Madrid, un 2 de mayo
Madrid, como esa basílica en la cual busca un escéptico el sosiego, es, al cabo, un artilugio literario. Que me envuelve. Una vez más, un 2 de mayo
«No soy un árbol». Creo que la boutade es de André Gide, aunque me sirve igual que no lo sea. «¿A cuento de qué debería yo tener raíces?» No las tengo, no las añoro. Hace ahora poco más de medio siglo, llegué a Madrid. Y seguí siendo un nómada, tal como corresponde a mi genética de hijo de funcionaria. Pero sólo me he ido de aquí para poder volver: los retornos son, dígase lo que se diga, lo más grato de los viajes; sobre todo, cuando los viajes son al fin del mundo.
Supongo que, en la mañana del 2 de mayo –como en tantas otras mañanas de cualquier día–, es esa calma la que me llevó a acogerme al sosiego de la cúpula de San Francisco el Grande. Motivos, digo yo que conmemorativos, me impidieron quedarme allí dentro, como otras veces. No importa: intemporal, la basílica se entrega a la primera, y aun a la fugaz, mirada que disecciona la más bella cúpula de esta ciudad tan misteriosamente parca en arquitectura religiosa. A cuatro pasos de aquí quedarán los libros de mi biblioteca, cuando yo sea nada. Y sé que también eso construye el don del sosiego que he buscado aquí en tantas mañanas. Basta un templo como San Francisco para hacer bella una ciudad. Y la belleza –Platón nos lo enseñó hace mucho– es lo único que justifica la existencia humana.
En este un poco más de medio siglo, se me fueron extraviando muchas cosas y algunas gentes. Cuando llegué eran años de épica y grandes esperanzas. Hubo, un decenio después, los años del rock and roll y de la noche insomne. Y fue preciso otro decenio más para ir perdiendo de vista, poco a poco, todo cuanto no fuera mi biblioteca. No sé cuántos de los de hace medio siglo han muerto. No sé cuántos siguen vivos. Sé que nada altera del pasado el presente. Están todos –está todo– en mi memoria: como resinas fósiles o teoremas de geometría. Idénticos.
La eternidad es eso: un fue. Para el cual no hay ni habrá presente. La eternidad es la imposible conjugación de los tiempos verbales. Y ante la onda, exenta al tiempo, de la austera fachada de Sabatini, me viene a la cabeza que entreví el diamante de lo eterno en las palabras que un griego dice haber recibido, hace dos mil seiscientos años, de una diosa, hasta cuya presencia fue arrastrado por yeguas solares: «no fue, no será, es». Y en ese «es», donde se agota todo hablar verdadero, el tiempo muestra haber sido sólo una máscara.

= = = =

Aplique lo leído:
1. Según el texto sobre Madrid, ¿bajo la cúpula de qué basílica se buscó sosiego la mañana del 2 de mayo?
2. Extraiga del texto sobre Madrid el fragmento que se abre con las palabras que contienen «La eternidad es eso: un» y se cierra con «sólo una máscara.».
No es necesario consultar los registros.

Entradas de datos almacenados
= = = =

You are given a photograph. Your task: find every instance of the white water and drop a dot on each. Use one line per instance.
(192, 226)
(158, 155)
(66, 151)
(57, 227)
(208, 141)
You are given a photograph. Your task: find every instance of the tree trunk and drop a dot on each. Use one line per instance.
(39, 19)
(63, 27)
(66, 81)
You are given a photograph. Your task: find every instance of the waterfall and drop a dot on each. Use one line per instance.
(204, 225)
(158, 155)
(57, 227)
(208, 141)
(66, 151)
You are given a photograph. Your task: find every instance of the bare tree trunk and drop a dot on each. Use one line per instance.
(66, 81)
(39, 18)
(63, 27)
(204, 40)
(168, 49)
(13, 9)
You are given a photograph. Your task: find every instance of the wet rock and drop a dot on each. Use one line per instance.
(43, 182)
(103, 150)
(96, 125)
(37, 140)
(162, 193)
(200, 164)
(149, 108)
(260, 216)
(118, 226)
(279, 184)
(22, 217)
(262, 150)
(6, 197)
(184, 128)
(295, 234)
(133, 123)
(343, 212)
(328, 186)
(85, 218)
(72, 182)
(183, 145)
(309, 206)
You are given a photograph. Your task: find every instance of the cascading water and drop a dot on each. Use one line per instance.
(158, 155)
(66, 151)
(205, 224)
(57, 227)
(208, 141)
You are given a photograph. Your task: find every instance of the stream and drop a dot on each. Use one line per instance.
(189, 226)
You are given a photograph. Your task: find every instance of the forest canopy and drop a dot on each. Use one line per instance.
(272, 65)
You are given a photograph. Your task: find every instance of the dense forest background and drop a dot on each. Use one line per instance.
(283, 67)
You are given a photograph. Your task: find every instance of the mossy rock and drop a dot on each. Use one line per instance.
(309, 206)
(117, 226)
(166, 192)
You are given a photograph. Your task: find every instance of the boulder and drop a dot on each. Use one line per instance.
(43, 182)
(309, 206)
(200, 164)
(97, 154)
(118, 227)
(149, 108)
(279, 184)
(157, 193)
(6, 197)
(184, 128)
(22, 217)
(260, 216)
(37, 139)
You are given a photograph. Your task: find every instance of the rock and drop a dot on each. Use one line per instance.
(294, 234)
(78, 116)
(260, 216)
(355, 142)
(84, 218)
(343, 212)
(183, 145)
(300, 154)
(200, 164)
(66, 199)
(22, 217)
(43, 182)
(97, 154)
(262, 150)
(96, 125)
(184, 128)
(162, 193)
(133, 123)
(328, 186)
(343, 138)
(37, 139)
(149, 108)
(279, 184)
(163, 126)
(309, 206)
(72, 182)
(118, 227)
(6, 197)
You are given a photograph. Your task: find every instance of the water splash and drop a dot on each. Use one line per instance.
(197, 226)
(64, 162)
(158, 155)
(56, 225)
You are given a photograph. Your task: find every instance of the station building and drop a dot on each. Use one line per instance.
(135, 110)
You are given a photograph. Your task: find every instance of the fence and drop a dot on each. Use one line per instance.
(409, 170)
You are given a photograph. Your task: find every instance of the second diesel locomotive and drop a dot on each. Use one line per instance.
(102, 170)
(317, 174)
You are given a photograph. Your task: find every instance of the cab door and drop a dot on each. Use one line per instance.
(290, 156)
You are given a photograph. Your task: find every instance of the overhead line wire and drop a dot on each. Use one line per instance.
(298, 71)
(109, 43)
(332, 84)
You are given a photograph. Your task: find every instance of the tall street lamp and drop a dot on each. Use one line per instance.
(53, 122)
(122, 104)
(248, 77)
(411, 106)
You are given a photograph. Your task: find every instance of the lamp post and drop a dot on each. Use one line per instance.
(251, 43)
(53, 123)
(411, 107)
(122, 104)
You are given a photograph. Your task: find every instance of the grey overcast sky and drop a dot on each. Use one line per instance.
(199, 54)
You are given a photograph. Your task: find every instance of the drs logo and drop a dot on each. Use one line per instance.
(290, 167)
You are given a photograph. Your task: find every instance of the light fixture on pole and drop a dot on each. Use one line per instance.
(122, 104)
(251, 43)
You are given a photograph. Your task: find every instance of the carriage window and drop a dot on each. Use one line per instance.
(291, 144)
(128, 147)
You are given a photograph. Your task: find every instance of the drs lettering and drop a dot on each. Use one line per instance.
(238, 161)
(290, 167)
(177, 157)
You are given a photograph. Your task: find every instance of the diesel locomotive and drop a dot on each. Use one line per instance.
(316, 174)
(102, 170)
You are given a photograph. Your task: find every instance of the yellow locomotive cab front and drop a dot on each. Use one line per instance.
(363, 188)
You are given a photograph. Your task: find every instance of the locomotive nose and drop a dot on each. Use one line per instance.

= = = =

Respuestas por tarea:
1. San Francisco el Grande.

2.
La eternidad es eso: un fue. Para el cual no hay ni habrá presente. La eternidad es la imposible conjugación de los tiempos verbales. Y ante la onda, exenta al tiempo, de la austera fachada de Sabatini, me viene a la cabeza que entreví el diamante de lo eterno en las palabras que un griego dice haber recibido, hace dos mil seiscientos años, de una diosa, hasta cuya presencia fue arrastrado por yeguas solares: «no fue, no será, es». Y en ese «es», donde se agota todo hablar verdadero, el tiempo muestra haber sido sólo una máscara.